EXERCISE A: Repeat the passage of the discussion on affirmative action and government, starting at "As for schools" and ending at "meddling in ANYTHING?).".

DOCUMENT:
As for schools and universities having the right to discriminate because they are not-for -profit…then why are we so upset about affirmative action. Your statement would indicate that schools have the right to discriminate against whites or Asians in favor of blacks, Latinos, etc. I don’t understand.
Stan in San Diego
Stan my Man in San Diego:
The declaration described rights as given by GOD, not government. The constitution is (was?) a document setting definite and limited parameters for the newly created (by the states) Federal government. The first ten articles of which we call the “Bill of Rights”, which again are PROHIBITIONS on the government (can we even imagine today our government being prohibited from meddling in ANYTHING?).
Affirmative action and welfare (both for the poor AND for big corporations) might be well and good, but we must stop pretending that our form of government, involved as it is in so many things not provided for in those documents, is the same as that set forth by the Founding Fathers.
I’m sure your charities are noble, and your giving is reflective of a servant’s heart. But I believe that you are worthy of reproof in this matter of the proper role of government (particularly the Washington gov’t).
—Not sure what you’re saying.—
obviously so. i guess i’m not communicating my point clearly enough.
—You said that discriminators paid a financial price.—
in a free market. a free market that includes labor.

Rows from a dataset:
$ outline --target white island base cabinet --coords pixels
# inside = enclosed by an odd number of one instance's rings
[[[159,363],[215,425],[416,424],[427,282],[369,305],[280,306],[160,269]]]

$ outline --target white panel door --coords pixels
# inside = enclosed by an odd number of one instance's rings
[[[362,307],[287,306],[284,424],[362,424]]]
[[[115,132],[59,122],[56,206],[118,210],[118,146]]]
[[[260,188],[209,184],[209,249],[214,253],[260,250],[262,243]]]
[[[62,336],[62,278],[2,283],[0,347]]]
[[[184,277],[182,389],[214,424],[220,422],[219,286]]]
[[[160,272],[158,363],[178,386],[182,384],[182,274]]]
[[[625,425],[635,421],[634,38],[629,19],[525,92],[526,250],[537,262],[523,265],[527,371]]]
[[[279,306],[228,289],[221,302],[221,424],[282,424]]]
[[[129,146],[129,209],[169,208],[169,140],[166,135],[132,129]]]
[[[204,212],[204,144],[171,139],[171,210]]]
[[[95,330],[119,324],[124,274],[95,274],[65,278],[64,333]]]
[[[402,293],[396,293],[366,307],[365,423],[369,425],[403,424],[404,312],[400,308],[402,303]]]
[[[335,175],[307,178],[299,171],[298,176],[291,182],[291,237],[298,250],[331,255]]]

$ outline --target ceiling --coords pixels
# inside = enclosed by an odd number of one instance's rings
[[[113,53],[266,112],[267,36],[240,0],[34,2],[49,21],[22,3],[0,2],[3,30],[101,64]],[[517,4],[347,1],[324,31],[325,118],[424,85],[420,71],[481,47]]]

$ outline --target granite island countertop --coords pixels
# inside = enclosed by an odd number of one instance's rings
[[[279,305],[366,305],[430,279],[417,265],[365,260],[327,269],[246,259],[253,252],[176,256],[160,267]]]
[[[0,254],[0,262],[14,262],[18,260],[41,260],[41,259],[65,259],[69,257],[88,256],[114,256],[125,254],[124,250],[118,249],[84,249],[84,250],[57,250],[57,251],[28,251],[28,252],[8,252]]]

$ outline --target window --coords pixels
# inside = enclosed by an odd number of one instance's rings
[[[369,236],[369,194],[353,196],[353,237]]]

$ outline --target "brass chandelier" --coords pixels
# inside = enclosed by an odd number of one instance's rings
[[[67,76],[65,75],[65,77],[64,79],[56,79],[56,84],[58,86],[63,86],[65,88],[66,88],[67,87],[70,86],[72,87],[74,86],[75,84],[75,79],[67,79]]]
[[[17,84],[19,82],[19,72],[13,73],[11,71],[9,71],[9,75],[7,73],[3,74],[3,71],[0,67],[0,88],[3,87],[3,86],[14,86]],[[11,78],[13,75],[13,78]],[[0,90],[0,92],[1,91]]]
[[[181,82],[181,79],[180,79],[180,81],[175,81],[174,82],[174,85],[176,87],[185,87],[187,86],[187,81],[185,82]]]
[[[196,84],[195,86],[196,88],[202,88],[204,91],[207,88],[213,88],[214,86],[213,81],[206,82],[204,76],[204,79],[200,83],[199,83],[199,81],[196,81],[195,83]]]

EXERCISE B: Scale the records starting at the line containing "window --coords pixels" and ending at the line containing "[[[369,236],[369,194],[353,196],[353,237]]]". Write these lines out again, requests included, with every pixel coordinate in the answers multiplied by 0.8 and rounded to a whole number, halves up.

EXERCISE RESULT A:
As for schools and universities having the right to discriminate because they are not-for -profit…then why are we so upset about affirmative action. Your statement would indicate that schools have the right to discriminate against whites or Asians in favor of blacks, Latinos, etc. I don’t understand.
Stan in San Diego
Stan my Man in San Diego:
The declaration described rights as given by GOD, not government. The constitution is (was?) a document setting definite and limited parameters for the newly created (by the states) Federal government. The first ten articles of which we call the “Bill of Rights”, which again are PROHIBITIONS on the government (can we even imagine today our government being prohibited from meddling in ANYTHING?).

EXERCISE RESULT B:
$ outline --target window --coords pixels
# inside = enclosed by an odd number of one instance's rings
[[[295,189],[295,155],[282,157],[282,190]]]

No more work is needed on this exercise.